-- Opening Marker --

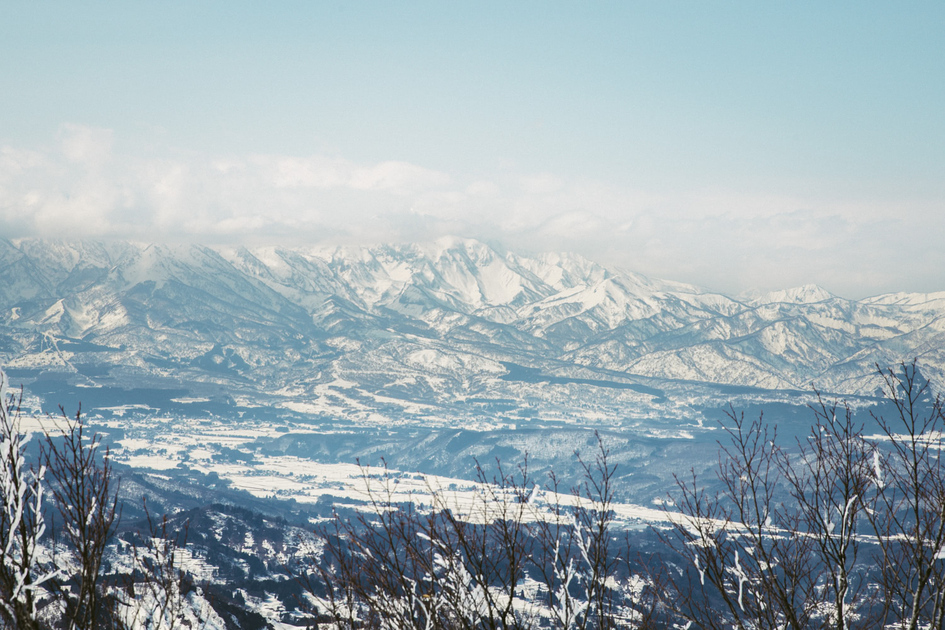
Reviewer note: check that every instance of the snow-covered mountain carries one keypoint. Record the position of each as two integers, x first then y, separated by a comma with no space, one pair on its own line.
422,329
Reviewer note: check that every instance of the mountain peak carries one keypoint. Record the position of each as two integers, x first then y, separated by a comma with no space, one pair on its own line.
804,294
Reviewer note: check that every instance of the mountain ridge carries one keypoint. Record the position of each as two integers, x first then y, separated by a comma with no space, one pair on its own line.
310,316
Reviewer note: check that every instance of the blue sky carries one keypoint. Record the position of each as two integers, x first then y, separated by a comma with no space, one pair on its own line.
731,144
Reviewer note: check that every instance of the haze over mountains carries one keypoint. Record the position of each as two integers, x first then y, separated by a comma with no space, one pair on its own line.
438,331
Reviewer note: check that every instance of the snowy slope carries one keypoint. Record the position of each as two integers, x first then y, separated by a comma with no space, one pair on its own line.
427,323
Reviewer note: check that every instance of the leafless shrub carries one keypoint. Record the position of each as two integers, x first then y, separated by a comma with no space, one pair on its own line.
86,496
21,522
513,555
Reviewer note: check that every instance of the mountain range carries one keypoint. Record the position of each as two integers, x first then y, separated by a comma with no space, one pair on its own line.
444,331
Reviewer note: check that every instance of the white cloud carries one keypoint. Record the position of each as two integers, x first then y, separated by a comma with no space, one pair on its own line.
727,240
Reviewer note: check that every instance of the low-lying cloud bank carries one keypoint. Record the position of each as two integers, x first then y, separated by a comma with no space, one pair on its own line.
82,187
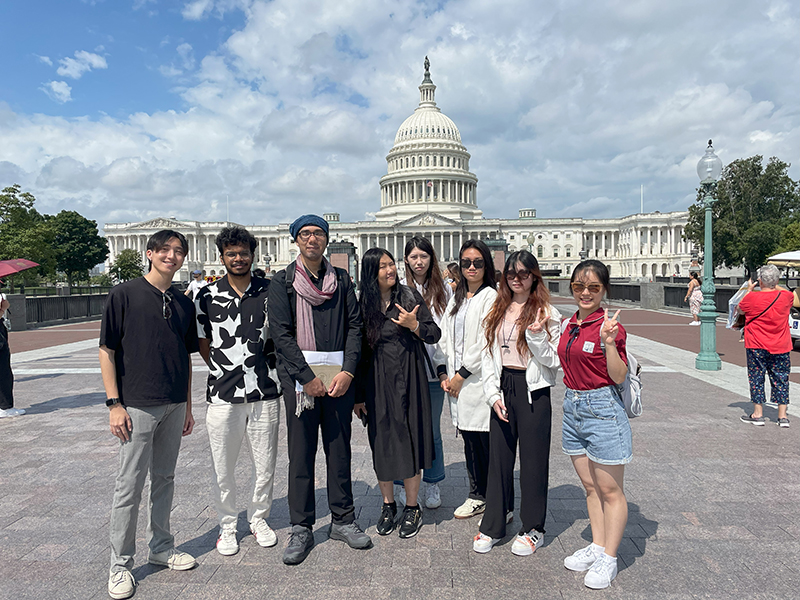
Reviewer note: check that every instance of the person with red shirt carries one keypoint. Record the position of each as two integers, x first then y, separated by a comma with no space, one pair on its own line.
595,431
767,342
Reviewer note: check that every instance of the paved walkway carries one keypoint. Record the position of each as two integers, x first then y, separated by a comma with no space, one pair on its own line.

-- Closing Marker --

## PROBLEM REQUIREMENTS
Output the line containing "Reviewer note: check that every instance of the person" and all lines after it to the end of the records, exactly as given.

## EXERCISE OUTPUT
Reviewer note: check that every instance of the person with red shirt carries one keypoint. Record the position of each as two integers, x first then y, separated by a comma with no space, one pair on its own line.
595,431
767,342
Reviewer note: check that every instance of the paved walkway carries one keypoint. Record the position of each as two integers, x first then y, separated by a comma with no space, one pair on its own line.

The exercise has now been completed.